▶ Written problem
Reproduce the line that contains "drop a point: the television stand" and every line after it through the end of the records, exactly, with nothing added.

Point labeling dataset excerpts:
## start

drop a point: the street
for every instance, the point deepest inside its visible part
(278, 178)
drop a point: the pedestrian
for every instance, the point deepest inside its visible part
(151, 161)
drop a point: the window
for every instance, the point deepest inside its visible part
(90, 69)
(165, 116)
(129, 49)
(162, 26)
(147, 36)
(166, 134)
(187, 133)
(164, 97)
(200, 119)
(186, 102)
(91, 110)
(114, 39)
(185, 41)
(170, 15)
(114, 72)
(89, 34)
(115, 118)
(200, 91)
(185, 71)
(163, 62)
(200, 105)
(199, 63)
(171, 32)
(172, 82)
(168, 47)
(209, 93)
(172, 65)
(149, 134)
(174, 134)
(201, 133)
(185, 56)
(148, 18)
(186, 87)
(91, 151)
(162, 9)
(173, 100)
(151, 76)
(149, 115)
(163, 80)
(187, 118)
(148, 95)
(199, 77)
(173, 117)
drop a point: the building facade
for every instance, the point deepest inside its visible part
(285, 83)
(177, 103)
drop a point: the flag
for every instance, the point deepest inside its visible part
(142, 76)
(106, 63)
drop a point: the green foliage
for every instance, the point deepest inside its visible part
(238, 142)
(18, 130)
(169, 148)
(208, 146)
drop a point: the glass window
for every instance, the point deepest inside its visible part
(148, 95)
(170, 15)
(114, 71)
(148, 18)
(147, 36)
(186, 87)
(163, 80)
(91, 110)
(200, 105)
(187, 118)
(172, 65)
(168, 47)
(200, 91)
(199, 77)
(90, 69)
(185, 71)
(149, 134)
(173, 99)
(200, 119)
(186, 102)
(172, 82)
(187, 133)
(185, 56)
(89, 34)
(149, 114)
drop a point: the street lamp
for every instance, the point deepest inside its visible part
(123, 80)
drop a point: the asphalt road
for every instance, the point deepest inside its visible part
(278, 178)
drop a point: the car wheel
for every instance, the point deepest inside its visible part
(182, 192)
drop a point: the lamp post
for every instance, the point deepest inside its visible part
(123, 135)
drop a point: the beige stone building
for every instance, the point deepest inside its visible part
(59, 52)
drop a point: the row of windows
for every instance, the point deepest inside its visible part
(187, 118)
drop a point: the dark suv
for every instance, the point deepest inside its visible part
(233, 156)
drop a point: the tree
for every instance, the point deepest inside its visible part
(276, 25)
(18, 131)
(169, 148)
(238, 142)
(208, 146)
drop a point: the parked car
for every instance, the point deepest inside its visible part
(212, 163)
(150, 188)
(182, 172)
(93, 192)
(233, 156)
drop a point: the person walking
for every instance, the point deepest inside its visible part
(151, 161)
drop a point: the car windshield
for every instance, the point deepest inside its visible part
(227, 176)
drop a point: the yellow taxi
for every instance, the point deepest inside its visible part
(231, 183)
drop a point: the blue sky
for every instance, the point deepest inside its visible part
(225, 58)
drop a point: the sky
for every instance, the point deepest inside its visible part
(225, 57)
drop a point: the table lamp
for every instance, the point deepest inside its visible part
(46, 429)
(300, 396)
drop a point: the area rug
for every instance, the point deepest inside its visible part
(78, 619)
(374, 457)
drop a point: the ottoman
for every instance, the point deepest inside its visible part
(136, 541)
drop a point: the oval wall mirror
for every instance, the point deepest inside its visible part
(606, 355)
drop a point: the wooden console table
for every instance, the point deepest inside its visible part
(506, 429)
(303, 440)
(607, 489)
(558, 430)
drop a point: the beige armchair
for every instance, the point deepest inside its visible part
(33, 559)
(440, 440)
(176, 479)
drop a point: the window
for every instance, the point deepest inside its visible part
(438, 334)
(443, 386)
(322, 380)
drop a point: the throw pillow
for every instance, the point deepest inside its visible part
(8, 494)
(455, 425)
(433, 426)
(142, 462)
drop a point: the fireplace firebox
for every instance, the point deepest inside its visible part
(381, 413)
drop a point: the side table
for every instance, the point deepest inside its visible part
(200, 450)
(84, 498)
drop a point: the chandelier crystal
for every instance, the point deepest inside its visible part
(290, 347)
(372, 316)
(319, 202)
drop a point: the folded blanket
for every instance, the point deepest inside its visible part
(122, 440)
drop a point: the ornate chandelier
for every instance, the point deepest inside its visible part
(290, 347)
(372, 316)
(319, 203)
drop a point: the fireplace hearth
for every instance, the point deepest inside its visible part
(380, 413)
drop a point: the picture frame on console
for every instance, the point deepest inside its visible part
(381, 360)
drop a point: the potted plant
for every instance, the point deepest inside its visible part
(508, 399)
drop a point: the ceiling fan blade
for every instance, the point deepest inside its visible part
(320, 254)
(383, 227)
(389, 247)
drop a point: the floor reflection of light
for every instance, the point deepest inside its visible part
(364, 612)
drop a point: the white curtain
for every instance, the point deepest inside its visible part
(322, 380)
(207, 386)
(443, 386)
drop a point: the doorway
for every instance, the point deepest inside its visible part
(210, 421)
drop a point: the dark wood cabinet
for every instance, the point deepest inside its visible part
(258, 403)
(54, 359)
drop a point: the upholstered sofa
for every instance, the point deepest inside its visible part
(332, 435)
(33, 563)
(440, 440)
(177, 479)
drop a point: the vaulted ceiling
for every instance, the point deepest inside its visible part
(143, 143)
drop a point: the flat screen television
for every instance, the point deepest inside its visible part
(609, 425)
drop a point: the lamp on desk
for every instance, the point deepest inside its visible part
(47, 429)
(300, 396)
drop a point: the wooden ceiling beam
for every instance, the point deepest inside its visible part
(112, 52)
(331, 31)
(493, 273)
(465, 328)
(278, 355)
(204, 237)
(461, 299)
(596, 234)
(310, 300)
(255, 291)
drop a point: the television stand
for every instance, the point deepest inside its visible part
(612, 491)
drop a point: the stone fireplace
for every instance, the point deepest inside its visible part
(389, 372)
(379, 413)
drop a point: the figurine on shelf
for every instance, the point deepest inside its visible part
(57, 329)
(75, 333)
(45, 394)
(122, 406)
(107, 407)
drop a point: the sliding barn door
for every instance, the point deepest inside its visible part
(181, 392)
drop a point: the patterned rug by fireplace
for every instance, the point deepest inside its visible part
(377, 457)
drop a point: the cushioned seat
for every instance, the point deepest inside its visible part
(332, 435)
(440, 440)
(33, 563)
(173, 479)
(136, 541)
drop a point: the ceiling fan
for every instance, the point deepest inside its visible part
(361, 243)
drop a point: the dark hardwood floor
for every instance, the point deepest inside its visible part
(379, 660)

## end

▶ Answer for this exercise
drop a point: the television stand
for every instance, the point deepest inside its visible part
(612, 491)
drop a point: the stone fireplace
for every instance, the point deepest inside its visible part
(389, 372)
(379, 413)
drop a point: the figurine on shelf
for every instance, the point deepest inside its visible part
(57, 329)
(75, 333)
(45, 394)
(122, 406)
(107, 407)
drop a point: the sliding barn door
for every instance, the point deepest inside its visible part
(181, 392)
drop a point: the patterned rug by fireplace
for every instance, the point deepest inside its visible part
(377, 457)
drop a point: the cushioned seat
for every instance, the point deepest inside its visible part
(332, 435)
(440, 440)
(33, 563)
(173, 479)
(136, 541)
drop a point: the ceiling fan
for every instance, the point deepest inside its visible part
(361, 243)
drop a point: the dark hardwood floor
for every instance, the point deepest inside its visible part
(379, 660)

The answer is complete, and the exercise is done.